The Global Dimensions of Project 2025: A Foreign Policy for Authoritarianism

September 30, 2024byby

Awareness of Project 2025 is growing. However, few discussions of the conservative presidential transition initiative have focused on its implications for global authoritarianism. By installing loyalists and ideologues at high levels of our diplomatic, military, and intelligence agencies, the plan would create chaos in our foreign policy, undermine relationships with allies, and embolden adversaries. In the context of a growing convergence between the American and international far right, Project 2025 is likely to accelerate the rise of global authoritarianism.

Ties to Global Authoritarianism

Around the world, authoritarian leaders have come to power stoking fears and amplifying divides over issues like immigration and LGBTQ+ rights to consolidate a base of culturally conservative voters. As Anne Applebaum has stated, they are acting as a loosely coordinated “network,” and this networking includes leaders in the American far right. Authoritarian leaders throughout the world are talking directly with one another. Examples include Tucker Carlson’s famous visit to Moscow and visits by Argentina’s Javier Milei and Hungary’s Viktor Orban to US conferences with conservative activists. And this coordination is working: The Republican Party is now ideologically nearly identical to right-wing parties worldwide and is increasingly sympathetic to Vladimir Putin.

Set tasks >>
**A.** Repeat the passage of the article on Project 2025 from "Awareness of Project" to "of global authoritarianism.", word for word.
**B.** Pull out every line of the rows below that contains the string "turquoise", matching its case exactly.

Rows from a dataset
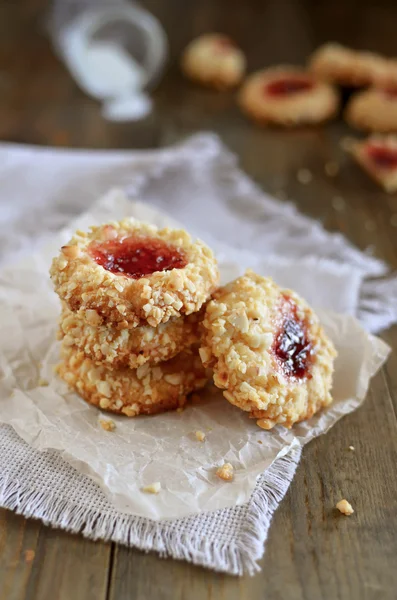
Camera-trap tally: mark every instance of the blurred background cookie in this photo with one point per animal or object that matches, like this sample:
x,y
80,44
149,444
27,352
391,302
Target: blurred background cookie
x,y
289,96
378,157
373,109
214,60
338,64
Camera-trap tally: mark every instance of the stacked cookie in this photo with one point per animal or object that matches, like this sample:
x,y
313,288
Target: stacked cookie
x,y
138,334
130,323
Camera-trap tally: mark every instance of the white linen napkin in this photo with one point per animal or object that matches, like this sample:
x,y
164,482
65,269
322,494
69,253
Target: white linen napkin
x,y
46,189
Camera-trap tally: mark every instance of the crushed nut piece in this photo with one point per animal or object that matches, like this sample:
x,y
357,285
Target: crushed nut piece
x,y
281,194
331,168
153,488
107,424
304,176
225,472
29,555
345,507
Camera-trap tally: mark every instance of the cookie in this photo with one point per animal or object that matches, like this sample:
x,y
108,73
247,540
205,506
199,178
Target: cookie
x,y
268,351
335,63
130,347
377,155
125,274
373,109
287,96
144,391
214,60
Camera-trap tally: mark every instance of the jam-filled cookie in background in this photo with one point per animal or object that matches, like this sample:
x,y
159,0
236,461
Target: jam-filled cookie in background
x,y
132,392
117,348
268,351
127,273
287,96
377,155
373,109
338,64
214,60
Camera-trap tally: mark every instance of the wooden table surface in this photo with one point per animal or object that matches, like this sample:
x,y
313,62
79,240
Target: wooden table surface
x,y
312,553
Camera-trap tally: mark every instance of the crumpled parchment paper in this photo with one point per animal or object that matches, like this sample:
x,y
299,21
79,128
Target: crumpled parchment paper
x,y
162,448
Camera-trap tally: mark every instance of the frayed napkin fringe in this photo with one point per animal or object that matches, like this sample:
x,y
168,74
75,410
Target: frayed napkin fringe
x,y
236,557
377,307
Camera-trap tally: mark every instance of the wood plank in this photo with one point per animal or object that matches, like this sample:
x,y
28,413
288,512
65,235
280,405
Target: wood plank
x,y
41,563
313,551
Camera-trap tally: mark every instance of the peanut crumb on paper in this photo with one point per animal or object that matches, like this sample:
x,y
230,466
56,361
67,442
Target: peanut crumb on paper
x,y
225,472
153,488
331,168
338,203
345,507
107,424
304,176
29,555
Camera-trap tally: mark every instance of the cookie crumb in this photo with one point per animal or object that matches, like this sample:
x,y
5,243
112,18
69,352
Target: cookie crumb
x,y
107,424
338,203
345,507
347,143
225,472
281,194
153,488
200,436
331,168
304,176
29,555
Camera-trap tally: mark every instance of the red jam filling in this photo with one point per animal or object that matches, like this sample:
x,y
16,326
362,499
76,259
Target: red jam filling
x,y
136,257
383,157
292,346
288,85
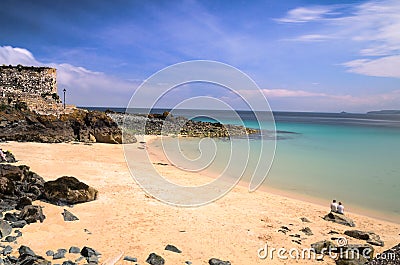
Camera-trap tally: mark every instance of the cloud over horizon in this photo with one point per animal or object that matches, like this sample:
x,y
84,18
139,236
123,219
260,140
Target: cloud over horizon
x,y
374,24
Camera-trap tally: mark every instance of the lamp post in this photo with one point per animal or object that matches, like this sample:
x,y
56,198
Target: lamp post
x,y
64,97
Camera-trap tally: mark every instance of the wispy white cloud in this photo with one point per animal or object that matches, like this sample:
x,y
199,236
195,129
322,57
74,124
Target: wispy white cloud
x,y
84,87
388,66
312,38
307,14
375,23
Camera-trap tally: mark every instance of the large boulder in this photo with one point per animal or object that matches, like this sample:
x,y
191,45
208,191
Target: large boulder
x,y
68,190
339,218
370,237
32,214
215,261
28,257
79,125
155,259
17,182
320,246
5,229
388,257
9,157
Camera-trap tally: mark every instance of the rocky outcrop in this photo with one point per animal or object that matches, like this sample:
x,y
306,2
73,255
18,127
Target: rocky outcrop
x,y
339,218
165,124
370,237
68,190
31,214
80,125
388,257
357,254
9,157
18,186
215,261
155,259
319,246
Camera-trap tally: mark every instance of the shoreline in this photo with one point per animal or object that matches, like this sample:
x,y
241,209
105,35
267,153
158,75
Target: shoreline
x,y
124,219
357,210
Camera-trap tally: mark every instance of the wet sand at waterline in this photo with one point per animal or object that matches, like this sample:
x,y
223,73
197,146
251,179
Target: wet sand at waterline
x,y
124,219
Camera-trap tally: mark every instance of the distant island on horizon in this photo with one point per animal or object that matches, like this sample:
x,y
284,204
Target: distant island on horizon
x,y
119,109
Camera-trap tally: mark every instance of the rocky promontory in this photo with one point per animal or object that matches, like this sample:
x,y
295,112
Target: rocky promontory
x,y
166,124
17,123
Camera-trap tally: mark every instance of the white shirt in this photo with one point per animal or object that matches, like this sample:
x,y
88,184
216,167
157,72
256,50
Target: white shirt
x,y
341,209
334,206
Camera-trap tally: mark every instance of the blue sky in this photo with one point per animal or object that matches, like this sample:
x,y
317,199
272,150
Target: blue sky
x,y
304,55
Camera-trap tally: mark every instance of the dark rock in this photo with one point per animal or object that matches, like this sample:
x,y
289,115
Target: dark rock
x,y
31,260
80,125
23,201
24,250
305,220
9,157
68,262
155,259
88,252
92,259
131,259
32,214
68,190
354,254
215,261
69,217
307,231
11,217
5,228
60,254
7,250
19,233
11,260
321,245
74,250
370,237
388,257
298,241
19,224
339,218
284,229
18,186
173,249
357,234
79,259
10,238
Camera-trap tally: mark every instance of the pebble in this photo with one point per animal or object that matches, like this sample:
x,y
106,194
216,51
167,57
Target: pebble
x,y
128,258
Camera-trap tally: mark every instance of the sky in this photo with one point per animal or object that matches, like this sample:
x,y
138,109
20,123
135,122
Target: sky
x,y
326,56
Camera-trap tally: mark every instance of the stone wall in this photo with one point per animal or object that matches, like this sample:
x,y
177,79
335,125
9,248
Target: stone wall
x,y
35,86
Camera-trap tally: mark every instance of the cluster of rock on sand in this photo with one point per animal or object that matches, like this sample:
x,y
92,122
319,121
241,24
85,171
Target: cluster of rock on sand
x,y
19,187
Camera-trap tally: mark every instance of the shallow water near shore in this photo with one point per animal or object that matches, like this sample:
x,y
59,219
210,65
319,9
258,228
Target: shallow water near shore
x,y
353,158
355,161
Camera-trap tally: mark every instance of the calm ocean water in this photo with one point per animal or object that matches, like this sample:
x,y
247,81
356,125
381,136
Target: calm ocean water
x,y
354,158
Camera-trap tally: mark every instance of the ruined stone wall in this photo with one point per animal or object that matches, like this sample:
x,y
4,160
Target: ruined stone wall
x,y
36,86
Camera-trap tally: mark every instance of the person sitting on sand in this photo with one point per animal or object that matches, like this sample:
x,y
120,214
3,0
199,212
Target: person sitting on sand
x,y
340,208
2,155
334,206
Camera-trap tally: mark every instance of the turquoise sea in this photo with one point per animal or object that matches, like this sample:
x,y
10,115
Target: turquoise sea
x,y
354,158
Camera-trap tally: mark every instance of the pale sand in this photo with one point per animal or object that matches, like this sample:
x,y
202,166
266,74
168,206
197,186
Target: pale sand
x,y
125,219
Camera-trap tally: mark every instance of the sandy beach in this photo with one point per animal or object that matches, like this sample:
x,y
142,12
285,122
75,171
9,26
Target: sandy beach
x,y
124,219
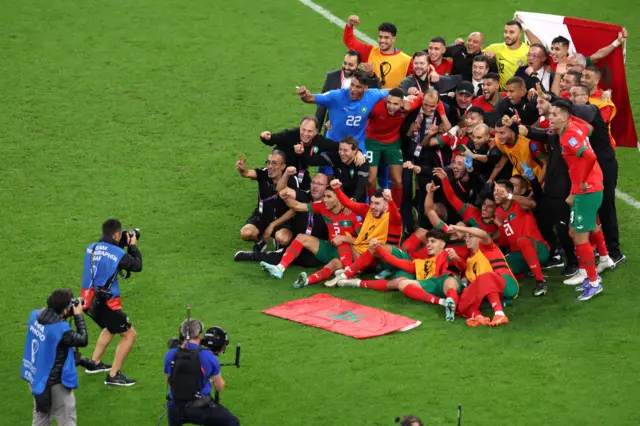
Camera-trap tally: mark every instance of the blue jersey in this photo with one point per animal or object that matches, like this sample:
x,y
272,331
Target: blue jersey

Set of answers >>
**A.**
Awareness of Project 2025 is growing. However, few discussions of the conservative presidential transition initiative have focused on its implications for global authoritarianism. By installing loyalists and ideologues at high levels of our diplomatic, military, and intelligence agencies, the plan would create chaos in our foreign policy, undermine relationships with allies, and embolden adversaries. In the context of a growing convergence between the American and international far right, Project 2025 is likely to accelerate the rise of global authoritarianism.

**B.**
Camera-trap tally: mark every instance of the turquoise sea in this photo with one point per animal or object that matches, like this sample:
Target: turquoise sea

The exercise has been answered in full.